** Opening Supplied passage block **

Two of the women had recently traveled to El Salvador and one to Brazil, where Zika has become enough of a threat that officials have urged pregnant women to not even attend the Summer Olympics in Rio de Janeiro. These three cases are in addition to a pregnant woman from Fort Bend County who tested positive at Legacy in March, making her the first expectant mother in the region to contract Zika. 

While for most people Zika means coming down with irritating flu-like symptoms for several days, for pregnant women, the virus has been confirmed to cause a birth defect called microcephaly in newborn babies, causing them to be born with abnormally small heads.

"They're anxious," Kevin Nix, a Legacy spokesman, said of these three pregnant women. "We see over 200 pregnant women a day at our southwest clinic, and there's an increasing anxiety among all of our patients."

As of June 29, the City of Houston had 11 confirmed Zika cases, and a Harris County Health Department spokeswoman said the surrounding areas in the county have seven confirmed cases. Last month, Mayor Sylvester Turner asked Governor Greg Abbott to label Zika a public health emergency. That way, Turner said, the city could access millions of dollars in already-available funds that could go toward prevention. Nothing has yet materialized.

On the national level, Senate Democrats killed a bill last week that would have opened up $1.1 billion in Zika funding.

** Closing Supplied passage block **
** Opening Dataset content block **

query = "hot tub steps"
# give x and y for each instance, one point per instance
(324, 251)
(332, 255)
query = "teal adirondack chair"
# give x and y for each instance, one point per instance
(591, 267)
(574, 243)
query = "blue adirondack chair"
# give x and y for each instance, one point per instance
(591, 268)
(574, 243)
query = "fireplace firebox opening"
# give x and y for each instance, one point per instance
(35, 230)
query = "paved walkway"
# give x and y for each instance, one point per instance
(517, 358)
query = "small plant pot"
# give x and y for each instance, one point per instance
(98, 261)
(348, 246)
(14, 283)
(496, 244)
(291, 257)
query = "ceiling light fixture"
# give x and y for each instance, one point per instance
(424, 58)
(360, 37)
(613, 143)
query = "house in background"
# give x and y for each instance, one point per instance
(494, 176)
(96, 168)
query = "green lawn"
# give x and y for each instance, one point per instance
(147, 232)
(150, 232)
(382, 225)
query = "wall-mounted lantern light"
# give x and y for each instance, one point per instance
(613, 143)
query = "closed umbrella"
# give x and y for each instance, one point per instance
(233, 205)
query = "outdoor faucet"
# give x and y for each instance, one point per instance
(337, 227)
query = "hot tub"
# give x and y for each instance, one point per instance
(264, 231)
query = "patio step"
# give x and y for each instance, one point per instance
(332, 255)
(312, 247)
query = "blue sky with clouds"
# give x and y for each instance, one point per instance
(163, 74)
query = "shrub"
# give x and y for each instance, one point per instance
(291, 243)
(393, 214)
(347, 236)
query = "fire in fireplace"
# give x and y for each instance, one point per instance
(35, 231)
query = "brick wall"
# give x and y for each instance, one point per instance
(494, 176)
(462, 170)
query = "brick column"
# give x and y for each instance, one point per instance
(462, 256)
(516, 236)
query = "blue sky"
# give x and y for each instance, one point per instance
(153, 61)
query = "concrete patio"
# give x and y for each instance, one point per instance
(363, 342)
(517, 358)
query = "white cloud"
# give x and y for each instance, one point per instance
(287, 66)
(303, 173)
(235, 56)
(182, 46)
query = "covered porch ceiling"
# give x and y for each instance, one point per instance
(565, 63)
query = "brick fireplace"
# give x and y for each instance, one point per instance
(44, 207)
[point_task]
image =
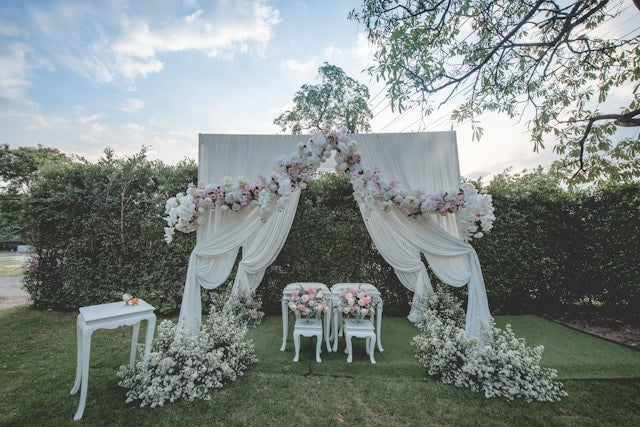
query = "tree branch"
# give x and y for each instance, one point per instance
(624, 120)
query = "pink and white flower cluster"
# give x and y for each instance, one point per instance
(185, 212)
(308, 302)
(356, 303)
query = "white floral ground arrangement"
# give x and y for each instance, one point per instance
(186, 367)
(506, 368)
(185, 211)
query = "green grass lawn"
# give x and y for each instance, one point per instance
(37, 362)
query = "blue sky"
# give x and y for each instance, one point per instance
(81, 76)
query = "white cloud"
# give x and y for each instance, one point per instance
(38, 122)
(9, 29)
(364, 50)
(333, 52)
(295, 65)
(132, 105)
(92, 118)
(81, 35)
(14, 71)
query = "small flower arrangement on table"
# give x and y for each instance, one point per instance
(356, 303)
(308, 302)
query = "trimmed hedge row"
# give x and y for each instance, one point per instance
(98, 231)
(553, 250)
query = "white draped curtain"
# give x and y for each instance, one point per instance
(418, 160)
(428, 161)
(224, 232)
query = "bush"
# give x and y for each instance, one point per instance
(186, 367)
(553, 249)
(97, 231)
(504, 367)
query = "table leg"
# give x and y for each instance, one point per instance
(151, 326)
(327, 330)
(86, 350)
(349, 348)
(76, 383)
(372, 346)
(296, 345)
(335, 331)
(285, 325)
(318, 347)
(134, 343)
(379, 325)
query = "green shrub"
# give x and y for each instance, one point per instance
(98, 232)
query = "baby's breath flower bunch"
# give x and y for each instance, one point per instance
(505, 367)
(244, 305)
(186, 367)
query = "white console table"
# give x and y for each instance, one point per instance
(108, 316)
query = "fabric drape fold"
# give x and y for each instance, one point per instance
(427, 161)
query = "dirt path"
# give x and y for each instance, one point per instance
(11, 293)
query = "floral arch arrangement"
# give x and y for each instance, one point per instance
(185, 212)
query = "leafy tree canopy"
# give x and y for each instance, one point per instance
(19, 167)
(338, 100)
(554, 62)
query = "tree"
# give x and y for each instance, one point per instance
(337, 101)
(19, 168)
(550, 62)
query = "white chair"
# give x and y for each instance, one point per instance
(307, 328)
(377, 317)
(286, 294)
(359, 329)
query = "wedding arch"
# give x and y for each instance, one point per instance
(407, 186)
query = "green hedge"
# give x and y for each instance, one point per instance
(98, 232)
(554, 250)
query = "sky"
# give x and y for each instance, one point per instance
(81, 76)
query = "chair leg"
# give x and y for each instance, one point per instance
(296, 344)
(372, 345)
(318, 347)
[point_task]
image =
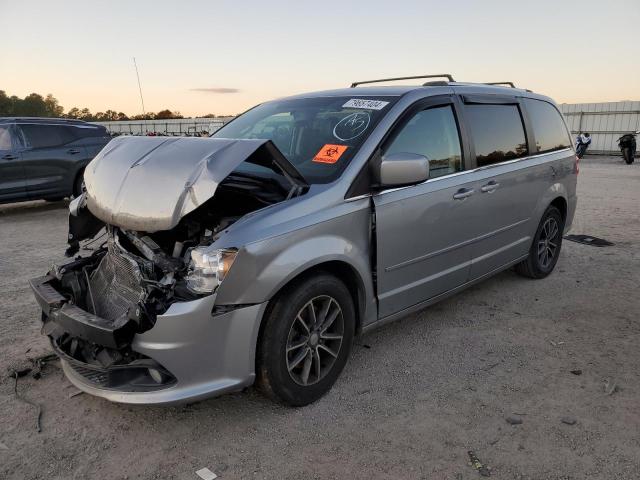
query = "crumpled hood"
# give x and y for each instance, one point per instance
(150, 183)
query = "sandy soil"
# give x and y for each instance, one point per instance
(415, 397)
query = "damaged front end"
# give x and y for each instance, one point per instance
(154, 222)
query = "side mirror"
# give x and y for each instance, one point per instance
(401, 169)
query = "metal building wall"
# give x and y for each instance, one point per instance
(175, 126)
(606, 122)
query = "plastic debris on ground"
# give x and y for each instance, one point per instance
(589, 240)
(206, 474)
(478, 465)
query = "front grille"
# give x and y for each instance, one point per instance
(115, 285)
(97, 377)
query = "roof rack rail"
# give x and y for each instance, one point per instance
(446, 75)
(501, 83)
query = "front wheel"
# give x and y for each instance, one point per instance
(545, 248)
(306, 340)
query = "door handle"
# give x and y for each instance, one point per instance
(490, 187)
(463, 193)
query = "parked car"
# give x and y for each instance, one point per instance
(258, 254)
(43, 158)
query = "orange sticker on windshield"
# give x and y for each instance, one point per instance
(330, 153)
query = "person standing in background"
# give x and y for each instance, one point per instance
(582, 143)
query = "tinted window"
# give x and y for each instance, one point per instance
(319, 136)
(5, 138)
(497, 132)
(434, 134)
(548, 127)
(40, 136)
(84, 131)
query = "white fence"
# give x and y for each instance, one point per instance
(176, 126)
(605, 122)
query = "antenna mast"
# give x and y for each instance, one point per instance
(144, 114)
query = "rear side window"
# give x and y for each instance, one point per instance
(497, 132)
(41, 136)
(548, 127)
(432, 133)
(5, 138)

** Closing Dataset content block **

Work instructions:
Extend the article about Zika cases in the Houston area, starting right after its final sentence on the $1.1 billion Senate bill.

Written reply:
"While Congress continues to play partisan games with public health, more pregnant patients have been infected with Zika,” Katy Caldwell, CEO of Legacy Community Health, said in a statement. “I’m not sure how much louder the alarm bells need to ring for both parties to hurry up and reach a funding deal."

If Congress does not pass a bill before the session ends for August recess, then gathering the necessary funding to fight the spread of Zika may turn into a waiting game. 

For pregnant women, they'll have to wait anyway: Once a pregnant woman comes down with Zika, there is little doctors can do other than frequently monitor the baby with ultrasounds once a month to see if he or she is developing normally, Nix said. The odds that her baby will be healthy depend on the trimester during which the woman contracted the virus — if in the first trimester, there is about a 13 percent chance, the Washington Post reported.

The Fort Bend County woman had her baby this summer, Nix said, and everything turned out okay.